Records from a collection

──────────

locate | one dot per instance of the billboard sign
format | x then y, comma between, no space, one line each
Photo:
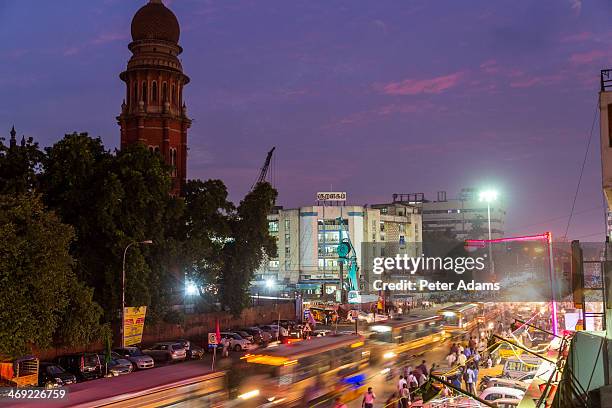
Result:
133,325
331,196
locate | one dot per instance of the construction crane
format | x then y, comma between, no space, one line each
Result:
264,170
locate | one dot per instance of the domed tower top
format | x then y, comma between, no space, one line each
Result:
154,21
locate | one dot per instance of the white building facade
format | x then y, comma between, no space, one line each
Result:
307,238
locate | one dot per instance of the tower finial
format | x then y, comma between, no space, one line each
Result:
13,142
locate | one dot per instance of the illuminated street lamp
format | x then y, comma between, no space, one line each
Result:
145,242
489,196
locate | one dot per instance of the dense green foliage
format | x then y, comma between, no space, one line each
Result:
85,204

──────────

To do >>
All entries should be restated word for word; no images belong in the copy.

Result >>
locate | one dot per instance of the billboard sign
format | x then y, comma between, no space, one line each
Photo:
Result:
133,325
331,196
locate | one dot per instance of the construction crane
format | x then y, comma between, no space, one line each
Result:
264,170
locate | one dot per instance of the domed tower top
format | x then y, comma between, no space, one line each
Result:
154,21
locate | one dot per instance of the white building facade
format | x then y, comma between, no space, one line each
Result:
307,238
locate | one dot per instance of the tower finial
format | x then y, comma between, no space, one line each
Result:
13,142
locate | one dot per instance of the illuminated street lamp
format | x then y, comma between, no space, one line each
Result:
145,242
489,196
locate | one dot per instance of the dense green foliage
format | x then y, comma between, no space, one line each
Result:
85,204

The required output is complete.